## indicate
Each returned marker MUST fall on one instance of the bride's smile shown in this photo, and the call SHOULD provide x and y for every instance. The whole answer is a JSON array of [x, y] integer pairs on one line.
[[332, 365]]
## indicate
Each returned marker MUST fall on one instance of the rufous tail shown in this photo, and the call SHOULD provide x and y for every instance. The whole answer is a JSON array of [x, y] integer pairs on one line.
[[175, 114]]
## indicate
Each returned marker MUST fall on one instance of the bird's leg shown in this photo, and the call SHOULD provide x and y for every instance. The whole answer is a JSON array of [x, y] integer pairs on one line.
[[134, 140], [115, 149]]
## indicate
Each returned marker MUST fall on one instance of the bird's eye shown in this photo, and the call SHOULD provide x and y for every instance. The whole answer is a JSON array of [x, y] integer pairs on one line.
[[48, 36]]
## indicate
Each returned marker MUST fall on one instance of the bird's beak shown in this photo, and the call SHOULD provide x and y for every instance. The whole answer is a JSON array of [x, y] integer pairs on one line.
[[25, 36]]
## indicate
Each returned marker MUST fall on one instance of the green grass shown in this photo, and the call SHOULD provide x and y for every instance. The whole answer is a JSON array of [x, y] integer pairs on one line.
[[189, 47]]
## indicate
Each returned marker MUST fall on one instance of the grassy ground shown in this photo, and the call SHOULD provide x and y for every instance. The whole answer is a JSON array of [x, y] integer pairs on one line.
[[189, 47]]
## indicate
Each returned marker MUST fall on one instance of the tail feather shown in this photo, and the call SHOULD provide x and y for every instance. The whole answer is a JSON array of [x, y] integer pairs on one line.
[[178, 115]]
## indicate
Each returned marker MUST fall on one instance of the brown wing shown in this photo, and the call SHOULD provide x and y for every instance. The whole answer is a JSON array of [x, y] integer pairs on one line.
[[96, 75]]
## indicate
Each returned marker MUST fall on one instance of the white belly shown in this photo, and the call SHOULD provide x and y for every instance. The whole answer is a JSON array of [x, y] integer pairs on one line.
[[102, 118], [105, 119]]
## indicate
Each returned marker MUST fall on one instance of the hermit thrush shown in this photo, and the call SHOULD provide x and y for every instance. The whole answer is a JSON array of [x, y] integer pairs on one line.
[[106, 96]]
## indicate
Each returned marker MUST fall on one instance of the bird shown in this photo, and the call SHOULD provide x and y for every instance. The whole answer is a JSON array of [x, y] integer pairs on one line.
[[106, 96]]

____________________

_Exercise details:_
Rewrite all of the items above as a Markdown table with two columns, "Row" and "Item line." Number each non-blank line in order, and leave out blank lines.

_Answer to the problem:_
| Row | Item line |
|---|---|
| 1 | ## indicate |
| 2 | Each returned marker MUST fall on one instance of the bride's smile shown in this photo, and the call SHOULD provide x and y for every instance. The whole answer is a JSON array of [x, y] integer pairs on one line. |
| 3 | [[332, 365]] |
| 4 | ## indicate |
| 5 | Each returned marker MUST fall on one instance of the rufous tail shown in this photo, and the call SHOULD provide x and y for every instance. The whole answer is a JSON array of [x, y] integer pairs on one line. |
| 6 | [[175, 114]] |
| 7 | ## indicate |
| 8 | Each returned marker MUST fall on one instance of the bird's leg shown in this photo, and the call SHOULD provide x and y for every instance. The whole answer is a JSON array of [x, y] integer pairs on one line. |
| 9 | [[134, 140], [115, 149]] |
| 10 | ## indicate |
| 11 | Each returned marker MUST fall on one instance of the bird's eye shown in this photo, and the call SHOULD provide x and y for every instance. The whole answer is a JSON array of [x, y] integer pairs on one line. |
| 12 | [[48, 36]] |
| 13 | ## indicate |
| 14 | Each returned marker MUST fall on one instance of the bird's beak shown in this photo, and the call SHOULD provide x and y for every instance. The whole answer is a JSON array of [x, y] integer pairs on one line. |
| 15 | [[25, 36]] |
| 16 | ## indicate |
| 17 | Each returned marker MUST fall on one instance of the green grass shown in this photo, and the call SHOULD provide x and y for every instance. The whole answer is a JSON array of [x, y] integer pairs on one line. |
| 18 | [[189, 47]] |
| 19 | ## indicate |
| 20 | Each returned marker MUST fall on one instance of the grassy ground shown in this photo, and the call SHOULD provide x and y for every instance. The whole answer is a JSON array of [x, y] integer pairs on one line. |
| 21 | [[189, 47]] |
| 22 | ## indicate |
| 23 | Each returned marker MUST fall on one instance of the tail feather shown in this photo, and the call SHOULD provide x and y for every instance. The whole answer is a JSON array of [x, y] integer pairs on one line. |
| 24 | [[178, 115]] |
| 25 | ## indicate |
| 26 | Each returned marker MUST fall on one instance of the brown wing shown in this photo, and the call SHOULD provide x and y for every instance. The whole answer is a JSON array of [x, y] integer pairs on one line. |
| 27 | [[96, 75]] |
| 28 | ## indicate |
| 29 | Each returned marker MUST fall on one instance of the white belly shown in this photo, and the call SHOULD provide x and y for every instance. The whole answer is a JSON array of [x, y] integer pairs on one line. |
| 30 | [[102, 118], [105, 119]] |
| 31 | ## indicate |
| 32 | Each returned marker MUST fall on one instance of the hermit thrush shown in this photo, and the call SHOULD provide x and y for every instance. The whole answer is a JSON array of [x, y] integer pairs on one line. |
| 33 | [[106, 96]] |
| 34 | ## indicate |
| 35 | Each returned marker MUST fall on one instance of the bird shown in this photo, and the call SHOULD provide x and y for every instance. The whole answer is a JSON array of [x, y] integer pairs on one line. |
| 36 | [[106, 96]] |